- _Extracted text_
Please note that this step is only neccessary if you plan to edit scripts and have access to this repository as a collaborator.

0. Create a GitHub account here.
1. Access the HPCC by going to https://ondemand.hpcc.msu.edu and clicking dev-intel-16 under the Development Nodes drop-down, which will open a terminal on a new tab.
2. In the terminal follow the instructions under "Generating a new SSH key" to create an SSH key here.
3. Now that you have the key created you will need to run the cat ~/.ssh/id_ed25519.pub and copy the contents it displays (it should look like “ssh-ed25519 AAA …… email@website.com”).
4. Log in to GitHub and click the icon in the right hand corner and select “Settings”. Click the section labeled "SSH and GPG keys". Next, click "New SSH Key" paste the contents copied above into the box provided, and give it a good title (maybe your computer name) and an expiration date if desired.

The following should be done on the Lab MacBook:

1. Download the zipped data folder to the Desktop and unzip it. Verify that it contains two subfolders called A and B, where A contains the sequencing files for the MUT reads, and B contains the sequencing files for the WT reads. Each file should have a format like V300098986_L03_PLAujbeR032370-663_1.fq.gz, where the L03 indicates that the file is from sequencing lane 3, the _1 means that it is the R1 read, and the fq.gz implies that it is a zipped fastq file. The current sequencing company splits reads across 3 lanes and these three files must be joined together in increasing order by the lane. For example, if the lanes are L02, L03, and L04, we must join L02->L03->L04 such that L02 is the beginning and L04 is the end. The following script will ideally concatenate the three separate files for each fo the four read types: MUT R1, MUT R2, WT R1, and WT R2.

2. Once we check that the data is formatted correctly, upload the data folder to the HPCC. This can be done in two ways:

   • Online GUI: Go to https://ondemand.hpcc.msu.edu and navigate to Files -> Home Directory. Here, you can navigate through the GUI to the correct folder and hit the blue Upload button to upload folders or files from the local computer.
   • Terminal: Open terminal on the MacBook and run the following. This will prompt you to enter a password for your HPCC account (same as MSU account).

- _Dataset entries_
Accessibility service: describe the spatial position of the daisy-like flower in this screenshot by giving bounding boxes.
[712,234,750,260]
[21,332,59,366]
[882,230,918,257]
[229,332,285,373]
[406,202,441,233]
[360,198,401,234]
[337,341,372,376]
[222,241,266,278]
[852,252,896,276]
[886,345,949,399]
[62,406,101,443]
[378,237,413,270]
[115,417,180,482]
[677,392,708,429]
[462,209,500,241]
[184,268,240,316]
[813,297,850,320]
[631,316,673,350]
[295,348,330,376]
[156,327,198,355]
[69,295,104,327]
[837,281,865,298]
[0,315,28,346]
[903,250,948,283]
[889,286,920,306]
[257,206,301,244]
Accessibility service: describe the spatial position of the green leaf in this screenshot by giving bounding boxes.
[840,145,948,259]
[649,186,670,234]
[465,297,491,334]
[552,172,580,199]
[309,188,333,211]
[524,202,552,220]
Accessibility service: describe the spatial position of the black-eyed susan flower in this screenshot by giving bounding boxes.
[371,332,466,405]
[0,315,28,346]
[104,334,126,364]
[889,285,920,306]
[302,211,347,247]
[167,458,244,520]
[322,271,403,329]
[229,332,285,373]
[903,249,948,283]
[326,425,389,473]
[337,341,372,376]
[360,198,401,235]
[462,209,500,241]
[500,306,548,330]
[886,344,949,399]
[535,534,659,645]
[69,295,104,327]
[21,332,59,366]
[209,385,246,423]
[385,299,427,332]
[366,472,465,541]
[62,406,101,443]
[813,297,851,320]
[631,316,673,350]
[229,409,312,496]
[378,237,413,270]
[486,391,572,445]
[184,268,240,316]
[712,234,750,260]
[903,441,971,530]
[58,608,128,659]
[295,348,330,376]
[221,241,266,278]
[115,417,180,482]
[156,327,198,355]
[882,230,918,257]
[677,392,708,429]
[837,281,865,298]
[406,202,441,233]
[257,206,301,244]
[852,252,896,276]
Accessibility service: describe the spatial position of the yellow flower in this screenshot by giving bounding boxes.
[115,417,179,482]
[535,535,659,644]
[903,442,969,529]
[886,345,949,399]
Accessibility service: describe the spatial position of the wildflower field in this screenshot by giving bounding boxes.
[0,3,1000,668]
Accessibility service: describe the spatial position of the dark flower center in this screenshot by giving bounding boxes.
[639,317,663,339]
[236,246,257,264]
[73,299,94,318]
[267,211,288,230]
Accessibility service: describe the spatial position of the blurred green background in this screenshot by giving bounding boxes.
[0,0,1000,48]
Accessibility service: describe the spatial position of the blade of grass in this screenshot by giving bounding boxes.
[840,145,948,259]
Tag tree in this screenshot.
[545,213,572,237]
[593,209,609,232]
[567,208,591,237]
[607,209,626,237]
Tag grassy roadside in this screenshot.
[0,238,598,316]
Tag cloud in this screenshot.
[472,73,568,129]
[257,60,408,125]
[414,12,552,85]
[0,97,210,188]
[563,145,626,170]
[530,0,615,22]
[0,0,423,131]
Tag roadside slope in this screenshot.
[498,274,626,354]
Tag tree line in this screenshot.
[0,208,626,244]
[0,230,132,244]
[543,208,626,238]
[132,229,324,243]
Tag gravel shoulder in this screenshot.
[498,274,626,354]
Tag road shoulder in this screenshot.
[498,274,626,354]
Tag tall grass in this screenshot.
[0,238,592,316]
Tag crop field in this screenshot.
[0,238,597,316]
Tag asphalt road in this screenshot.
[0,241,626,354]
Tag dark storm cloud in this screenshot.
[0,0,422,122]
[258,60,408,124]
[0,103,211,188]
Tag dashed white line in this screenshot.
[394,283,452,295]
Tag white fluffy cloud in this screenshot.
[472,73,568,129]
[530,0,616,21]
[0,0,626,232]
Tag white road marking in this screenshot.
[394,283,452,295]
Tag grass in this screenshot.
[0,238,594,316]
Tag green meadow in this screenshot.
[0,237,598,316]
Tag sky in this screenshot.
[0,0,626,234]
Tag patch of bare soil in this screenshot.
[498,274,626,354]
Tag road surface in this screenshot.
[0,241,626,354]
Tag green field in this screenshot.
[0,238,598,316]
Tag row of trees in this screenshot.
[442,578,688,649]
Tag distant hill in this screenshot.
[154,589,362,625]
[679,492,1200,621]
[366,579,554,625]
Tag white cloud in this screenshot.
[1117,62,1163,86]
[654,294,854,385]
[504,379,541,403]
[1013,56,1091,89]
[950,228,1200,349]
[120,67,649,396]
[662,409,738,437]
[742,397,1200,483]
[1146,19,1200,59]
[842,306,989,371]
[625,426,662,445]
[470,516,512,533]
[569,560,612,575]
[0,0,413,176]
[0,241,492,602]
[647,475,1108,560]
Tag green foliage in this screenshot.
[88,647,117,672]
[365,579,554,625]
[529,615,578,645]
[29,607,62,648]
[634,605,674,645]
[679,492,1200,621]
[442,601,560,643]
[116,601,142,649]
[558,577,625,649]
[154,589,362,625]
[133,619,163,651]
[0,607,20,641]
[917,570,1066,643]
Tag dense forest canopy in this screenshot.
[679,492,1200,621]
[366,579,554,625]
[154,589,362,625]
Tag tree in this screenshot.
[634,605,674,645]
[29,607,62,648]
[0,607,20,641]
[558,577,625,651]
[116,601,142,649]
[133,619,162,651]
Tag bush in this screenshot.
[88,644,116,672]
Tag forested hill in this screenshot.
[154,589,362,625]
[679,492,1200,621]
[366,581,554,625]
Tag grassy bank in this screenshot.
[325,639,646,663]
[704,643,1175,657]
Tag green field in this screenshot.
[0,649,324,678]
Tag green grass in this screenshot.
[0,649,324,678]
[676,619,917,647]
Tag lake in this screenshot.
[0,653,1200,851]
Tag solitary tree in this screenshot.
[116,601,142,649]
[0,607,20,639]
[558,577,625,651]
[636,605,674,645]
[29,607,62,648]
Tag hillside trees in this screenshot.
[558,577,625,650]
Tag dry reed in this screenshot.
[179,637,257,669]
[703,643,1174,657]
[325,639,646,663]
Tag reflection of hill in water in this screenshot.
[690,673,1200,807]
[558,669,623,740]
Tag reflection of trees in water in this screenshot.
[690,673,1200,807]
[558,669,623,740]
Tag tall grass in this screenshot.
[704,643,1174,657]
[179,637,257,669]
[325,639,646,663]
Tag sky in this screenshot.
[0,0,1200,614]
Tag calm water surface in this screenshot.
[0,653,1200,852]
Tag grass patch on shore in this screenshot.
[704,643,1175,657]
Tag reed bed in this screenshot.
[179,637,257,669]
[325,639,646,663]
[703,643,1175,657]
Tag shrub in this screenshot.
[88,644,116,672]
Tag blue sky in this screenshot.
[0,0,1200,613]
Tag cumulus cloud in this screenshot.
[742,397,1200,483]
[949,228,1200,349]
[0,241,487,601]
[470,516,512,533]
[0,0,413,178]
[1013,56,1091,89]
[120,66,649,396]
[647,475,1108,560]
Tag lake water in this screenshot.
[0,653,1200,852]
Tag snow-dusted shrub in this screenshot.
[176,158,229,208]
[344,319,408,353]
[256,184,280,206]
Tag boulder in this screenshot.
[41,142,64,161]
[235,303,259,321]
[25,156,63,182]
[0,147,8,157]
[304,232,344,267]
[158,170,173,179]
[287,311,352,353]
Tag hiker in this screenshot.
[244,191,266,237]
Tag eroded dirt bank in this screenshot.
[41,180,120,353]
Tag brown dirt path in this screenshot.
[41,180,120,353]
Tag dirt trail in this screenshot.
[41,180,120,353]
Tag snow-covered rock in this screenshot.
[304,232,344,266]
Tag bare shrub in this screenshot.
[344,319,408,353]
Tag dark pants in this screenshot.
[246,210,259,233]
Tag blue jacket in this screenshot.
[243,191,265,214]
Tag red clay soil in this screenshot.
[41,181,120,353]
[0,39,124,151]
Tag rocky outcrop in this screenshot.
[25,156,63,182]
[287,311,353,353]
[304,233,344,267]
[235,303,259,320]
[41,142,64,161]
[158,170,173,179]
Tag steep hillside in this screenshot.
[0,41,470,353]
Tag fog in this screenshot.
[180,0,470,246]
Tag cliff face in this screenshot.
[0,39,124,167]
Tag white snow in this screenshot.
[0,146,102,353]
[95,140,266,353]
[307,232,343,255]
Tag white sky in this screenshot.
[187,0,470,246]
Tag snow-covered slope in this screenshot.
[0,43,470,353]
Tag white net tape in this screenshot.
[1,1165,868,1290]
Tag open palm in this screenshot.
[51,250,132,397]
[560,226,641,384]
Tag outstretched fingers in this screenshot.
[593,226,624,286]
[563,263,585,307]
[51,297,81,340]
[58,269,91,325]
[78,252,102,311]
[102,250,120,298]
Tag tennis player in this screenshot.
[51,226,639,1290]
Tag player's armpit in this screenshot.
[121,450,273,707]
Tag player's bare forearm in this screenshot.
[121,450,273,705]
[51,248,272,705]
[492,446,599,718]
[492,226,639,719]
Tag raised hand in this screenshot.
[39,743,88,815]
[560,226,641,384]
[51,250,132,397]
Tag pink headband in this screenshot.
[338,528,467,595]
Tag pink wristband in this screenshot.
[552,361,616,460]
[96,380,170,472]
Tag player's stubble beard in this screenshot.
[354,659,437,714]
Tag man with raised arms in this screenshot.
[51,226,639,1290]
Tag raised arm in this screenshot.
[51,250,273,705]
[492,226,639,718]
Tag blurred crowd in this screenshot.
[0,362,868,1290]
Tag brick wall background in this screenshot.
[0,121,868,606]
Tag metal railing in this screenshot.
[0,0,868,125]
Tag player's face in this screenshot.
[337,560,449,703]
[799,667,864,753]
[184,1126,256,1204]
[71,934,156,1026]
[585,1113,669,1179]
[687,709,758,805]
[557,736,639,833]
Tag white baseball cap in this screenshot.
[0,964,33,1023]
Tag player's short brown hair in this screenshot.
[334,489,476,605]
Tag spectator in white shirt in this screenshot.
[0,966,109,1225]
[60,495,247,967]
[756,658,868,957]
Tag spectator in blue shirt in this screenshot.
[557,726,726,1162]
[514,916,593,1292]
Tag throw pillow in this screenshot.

- _Questions on the material_
1. In the HPCC setup guide, what does the _1 in a sequencing file name indicate?
2. Quote the stretch of the HPCC setup guide from "1. Access the" through "date if desired.".
3. Write what comes next in the HPCC setup guide, picking up after its final sentence.
The material has no connection to the HPCC setup guide.

- _Answers to the exercises_
1. It means the file is the R1 read.

2.
1. Access the HPCC by going to https://ondemand.hpcc.msu.edu and clicking dev-intel-16 under the Development Nodes drop-down, which will open a terminal on a new tab.
2. In the terminal follow the instructions under "Generating a new SSH key" to create an SSH key here.
3. Now that you have the key created you will need to run the cat ~/.ssh/id_ed25519.pub and copy the contents it displays (it should look like “ssh-ed25519 AAA …… email@website.com”).
4. Log in to GitHub and click the icon in the right hand corner and select “Settings”. Click the section labeled "SSH and GPG keys". Next, click "New SSH Key" paste the contents copied above into the box provided, and give it a good title (maybe your computer name) and an expiration date if desired.

3.
     scp -r ~/Desktop/DataFolder <username>@hpcc.msu.edu:<DataFolder>     # replace <>'s with your MSU username and the name of your data folder

3. Access the HPCC terminal. This can also be done in two ways:

   • HPCC Web Terminal:: Go to https://ondemand.hpcc.msu.edu and click Development Nodes -> dev-intel-16 to open a terminal on a new tab.
   • Local Terminal: Open terminal on the MacBook and run the following. This will prompt you to enter a password for your HPCC account (same as MSU account).

     ssh <username>@hpcc.msu.edu      # replace <> with your MSU username 

4. Set up an analysis directory adjacent to the data folder. This can be done in two ways:

   • Manually: Download this GitHub repository to the MacBook as a zipped folder and unzip it. Next, rename the folder with the name of suppresor mutant. Then, upload the folder to the HPCC so that it is in the folder containing the data folder.
   • • Terminal, after manual download: Open terminal on the MacBook and run the following. This will prompt you to enter a password for your HPCC account (same as MSU account).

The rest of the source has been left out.